What you will do
Rewrite the stretch of material from the line containing "man's eye in" through the end, putting "dot" wherever "marker" appears and keeping everything else the same.

** Start of Record extracts **

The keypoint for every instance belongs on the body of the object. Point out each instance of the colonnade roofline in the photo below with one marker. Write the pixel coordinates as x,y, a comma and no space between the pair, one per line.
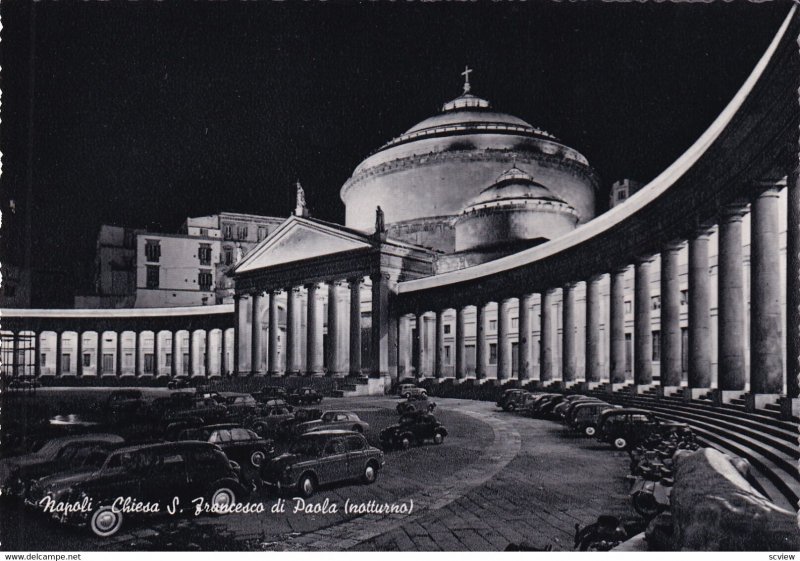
116,313
689,192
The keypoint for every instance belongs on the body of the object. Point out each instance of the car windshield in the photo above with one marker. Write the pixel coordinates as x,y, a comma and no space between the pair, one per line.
305,446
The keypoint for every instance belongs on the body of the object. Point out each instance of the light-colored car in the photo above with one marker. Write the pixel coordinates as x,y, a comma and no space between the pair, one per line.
342,420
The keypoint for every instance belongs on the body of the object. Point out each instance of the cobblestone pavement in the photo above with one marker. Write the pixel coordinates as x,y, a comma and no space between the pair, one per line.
498,479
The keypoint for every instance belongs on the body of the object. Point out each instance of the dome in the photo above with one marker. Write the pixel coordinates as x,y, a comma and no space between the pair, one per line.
424,178
513,186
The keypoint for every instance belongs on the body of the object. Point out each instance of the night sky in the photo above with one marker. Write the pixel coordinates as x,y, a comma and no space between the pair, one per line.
146,113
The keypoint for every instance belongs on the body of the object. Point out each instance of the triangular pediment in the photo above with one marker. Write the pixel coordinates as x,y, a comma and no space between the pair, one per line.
299,239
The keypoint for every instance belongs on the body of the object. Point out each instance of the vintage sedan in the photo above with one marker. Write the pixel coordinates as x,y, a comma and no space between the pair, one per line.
238,443
414,428
58,454
344,420
138,481
304,396
321,458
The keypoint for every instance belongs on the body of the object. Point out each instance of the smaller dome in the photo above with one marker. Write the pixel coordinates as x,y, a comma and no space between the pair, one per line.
513,185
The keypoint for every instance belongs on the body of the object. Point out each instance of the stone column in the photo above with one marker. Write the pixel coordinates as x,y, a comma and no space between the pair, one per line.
568,348
420,357
524,337
503,352
379,340
274,330
461,358
207,355
438,370
99,352
192,362
699,316
255,334
237,335
292,311
670,320
766,360
593,374
332,352
793,279
355,326
546,331
174,350
59,351
642,331
155,351
617,327
480,341
119,354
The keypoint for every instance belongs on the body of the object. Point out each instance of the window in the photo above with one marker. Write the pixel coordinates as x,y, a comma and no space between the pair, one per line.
655,302
204,254
204,279
152,276
656,346
148,363
152,250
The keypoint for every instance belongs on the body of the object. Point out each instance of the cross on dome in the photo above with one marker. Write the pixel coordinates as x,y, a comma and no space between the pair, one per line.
465,74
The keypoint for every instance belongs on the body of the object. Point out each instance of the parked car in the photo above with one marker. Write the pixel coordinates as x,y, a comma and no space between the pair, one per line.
238,443
417,402
625,428
58,454
304,396
413,429
344,420
585,415
151,473
321,458
511,399
270,392
270,422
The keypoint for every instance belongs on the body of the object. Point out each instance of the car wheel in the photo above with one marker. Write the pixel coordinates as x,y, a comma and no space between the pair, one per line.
370,473
257,458
105,521
223,497
307,485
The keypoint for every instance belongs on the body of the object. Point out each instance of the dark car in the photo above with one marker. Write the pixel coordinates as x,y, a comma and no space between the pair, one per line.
413,429
304,396
321,458
343,420
270,422
416,402
56,455
585,415
270,392
149,474
511,399
238,443
625,428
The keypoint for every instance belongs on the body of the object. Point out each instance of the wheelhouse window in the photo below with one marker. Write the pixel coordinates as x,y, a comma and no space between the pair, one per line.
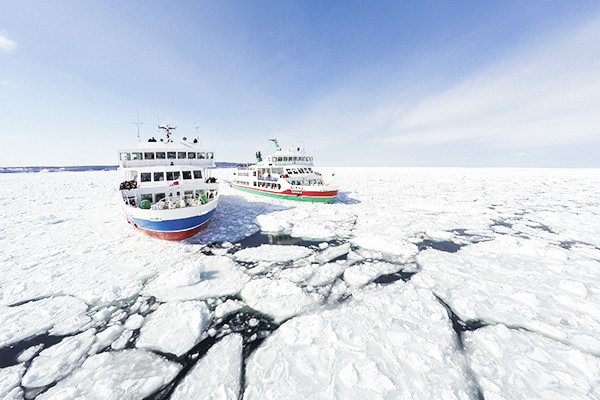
172,175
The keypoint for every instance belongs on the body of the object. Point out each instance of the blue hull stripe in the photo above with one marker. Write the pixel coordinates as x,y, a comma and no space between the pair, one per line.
172,225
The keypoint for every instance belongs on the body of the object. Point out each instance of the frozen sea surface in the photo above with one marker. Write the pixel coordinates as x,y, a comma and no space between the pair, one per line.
413,284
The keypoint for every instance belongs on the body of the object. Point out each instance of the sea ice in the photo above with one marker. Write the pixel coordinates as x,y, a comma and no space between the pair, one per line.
523,282
280,299
128,374
512,364
58,361
361,274
9,382
215,376
218,276
37,317
386,342
174,327
272,253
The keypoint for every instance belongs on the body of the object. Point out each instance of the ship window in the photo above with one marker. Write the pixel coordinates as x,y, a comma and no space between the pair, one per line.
173,175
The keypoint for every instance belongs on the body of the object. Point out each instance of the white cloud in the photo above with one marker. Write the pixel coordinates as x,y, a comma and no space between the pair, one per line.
6,45
542,96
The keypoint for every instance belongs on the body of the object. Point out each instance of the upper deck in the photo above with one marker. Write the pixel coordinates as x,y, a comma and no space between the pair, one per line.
148,154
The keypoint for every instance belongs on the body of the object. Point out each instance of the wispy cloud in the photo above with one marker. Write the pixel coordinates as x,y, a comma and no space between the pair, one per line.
6,45
545,95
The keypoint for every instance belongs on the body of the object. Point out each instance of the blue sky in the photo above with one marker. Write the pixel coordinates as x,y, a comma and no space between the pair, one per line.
358,83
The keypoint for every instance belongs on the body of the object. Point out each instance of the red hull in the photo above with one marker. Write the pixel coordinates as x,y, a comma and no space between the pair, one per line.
176,235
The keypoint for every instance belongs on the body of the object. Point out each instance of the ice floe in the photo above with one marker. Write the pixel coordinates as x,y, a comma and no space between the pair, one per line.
521,282
211,276
174,327
512,364
37,317
128,374
278,298
392,342
514,250
9,382
58,361
217,375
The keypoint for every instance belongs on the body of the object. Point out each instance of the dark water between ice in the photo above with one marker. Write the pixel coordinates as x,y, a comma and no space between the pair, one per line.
253,326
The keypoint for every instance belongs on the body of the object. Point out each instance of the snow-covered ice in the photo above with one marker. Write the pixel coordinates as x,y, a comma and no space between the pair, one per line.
174,327
217,375
368,348
128,374
413,283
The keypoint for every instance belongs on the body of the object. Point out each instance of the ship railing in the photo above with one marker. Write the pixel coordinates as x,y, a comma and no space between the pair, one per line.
267,178
201,162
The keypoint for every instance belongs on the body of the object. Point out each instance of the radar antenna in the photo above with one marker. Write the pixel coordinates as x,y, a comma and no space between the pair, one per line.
197,134
138,123
274,140
168,129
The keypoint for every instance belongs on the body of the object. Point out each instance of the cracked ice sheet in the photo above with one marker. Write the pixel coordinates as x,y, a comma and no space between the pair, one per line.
202,278
520,282
310,221
517,364
58,361
9,382
272,253
128,374
174,327
37,317
278,298
217,375
387,342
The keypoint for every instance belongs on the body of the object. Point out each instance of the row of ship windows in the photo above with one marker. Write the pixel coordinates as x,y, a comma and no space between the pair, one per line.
171,176
267,185
166,155
292,158
188,194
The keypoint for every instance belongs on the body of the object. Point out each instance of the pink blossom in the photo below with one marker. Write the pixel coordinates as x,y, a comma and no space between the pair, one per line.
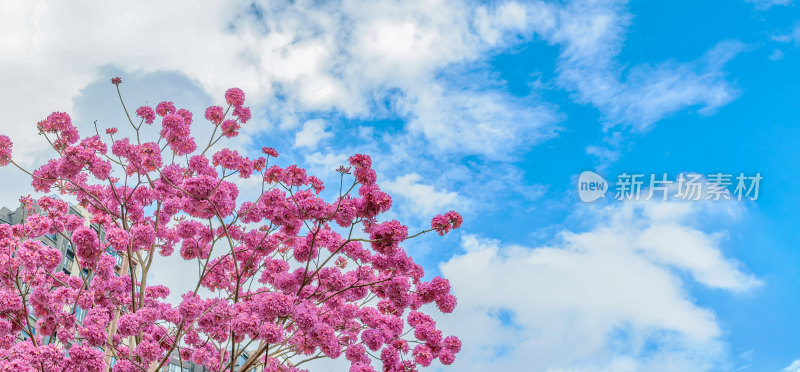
165,108
5,150
242,113
215,114
150,198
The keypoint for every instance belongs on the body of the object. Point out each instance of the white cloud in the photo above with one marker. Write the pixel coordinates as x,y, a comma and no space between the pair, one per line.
313,132
592,34
595,300
421,199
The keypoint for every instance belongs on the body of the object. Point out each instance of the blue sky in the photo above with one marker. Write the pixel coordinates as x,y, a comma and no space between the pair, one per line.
493,109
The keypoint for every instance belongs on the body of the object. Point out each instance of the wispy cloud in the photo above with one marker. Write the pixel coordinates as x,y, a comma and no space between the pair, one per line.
595,300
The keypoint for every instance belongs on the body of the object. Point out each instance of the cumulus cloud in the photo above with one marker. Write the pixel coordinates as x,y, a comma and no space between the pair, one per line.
592,34
597,300
421,198
313,132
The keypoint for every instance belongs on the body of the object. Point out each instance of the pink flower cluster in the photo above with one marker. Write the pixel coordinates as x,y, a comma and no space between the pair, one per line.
290,280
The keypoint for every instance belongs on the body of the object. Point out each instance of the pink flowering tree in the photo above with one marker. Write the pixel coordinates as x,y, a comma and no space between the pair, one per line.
291,277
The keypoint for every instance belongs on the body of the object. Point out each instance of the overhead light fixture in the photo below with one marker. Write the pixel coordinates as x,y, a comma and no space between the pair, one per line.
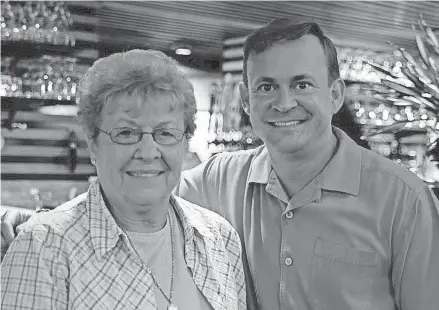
183,51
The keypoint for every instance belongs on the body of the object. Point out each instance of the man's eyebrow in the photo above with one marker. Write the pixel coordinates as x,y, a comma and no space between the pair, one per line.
264,79
300,77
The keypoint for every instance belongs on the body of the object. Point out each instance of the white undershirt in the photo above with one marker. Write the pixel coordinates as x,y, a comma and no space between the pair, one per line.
155,250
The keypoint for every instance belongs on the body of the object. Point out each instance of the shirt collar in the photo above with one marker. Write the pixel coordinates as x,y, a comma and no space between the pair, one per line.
342,173
260,167
104,230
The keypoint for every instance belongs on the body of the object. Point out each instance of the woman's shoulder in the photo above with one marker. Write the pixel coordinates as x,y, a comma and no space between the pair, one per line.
60,223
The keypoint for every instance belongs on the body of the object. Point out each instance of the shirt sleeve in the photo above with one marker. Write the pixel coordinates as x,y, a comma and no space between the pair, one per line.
416,255
198,185
31,276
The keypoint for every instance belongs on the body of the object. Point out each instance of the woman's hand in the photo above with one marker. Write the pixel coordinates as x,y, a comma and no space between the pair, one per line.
10,221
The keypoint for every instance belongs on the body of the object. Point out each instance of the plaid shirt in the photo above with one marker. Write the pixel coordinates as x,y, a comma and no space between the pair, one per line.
77,257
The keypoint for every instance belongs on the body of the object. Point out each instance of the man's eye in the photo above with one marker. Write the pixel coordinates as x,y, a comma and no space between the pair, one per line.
125,133
266,87
166,134
303,85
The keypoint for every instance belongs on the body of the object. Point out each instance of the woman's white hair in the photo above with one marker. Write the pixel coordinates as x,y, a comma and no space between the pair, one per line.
137,71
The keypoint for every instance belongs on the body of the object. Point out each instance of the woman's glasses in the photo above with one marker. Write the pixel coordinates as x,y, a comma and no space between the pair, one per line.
126,135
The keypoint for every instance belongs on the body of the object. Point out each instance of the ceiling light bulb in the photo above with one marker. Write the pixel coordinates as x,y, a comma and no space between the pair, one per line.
183,51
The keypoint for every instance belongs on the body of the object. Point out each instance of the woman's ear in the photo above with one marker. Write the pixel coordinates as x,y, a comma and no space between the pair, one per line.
243,94
92,148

** End of Record extracts **

Written solution
The keypoint for every instance belongs on the body of the object. Point out each instance of the man's eye in the photo above with one dot. Write the pixel coordinates as x,y, a comma and no space between the pair, one per line.
125,133
266,87
166,134
303,85
The keypoint for every instance belongs on the body of the object. Point out each instance of the woman's white hair in the photo above with one dot. Write the pixel coordinates as x,y, a comma and no space between the pair, one per line.
137,71
The keypoint for every instance belongs on the body of the object. Point out each instance of the woman's glasses in the photo above with one dot. Write the pixel coordinates as x,y, a comma and no space between the pair, one per line.
126,135
The keypoint for every instance belongs on the body of the object. Point out each instance of the ceiling light bulb in the photo above with one dot. Write the pixel coordinates as x,y, a comma and no space between the pair, one per line.
183,51
The keypoint for every instance belongs on the body of the object. Point out each instance of the woman's ear in the photo above with one dot. Write the pixel coordinates as x,y, a comma and no space between the pair, one per line.
243,94
92,148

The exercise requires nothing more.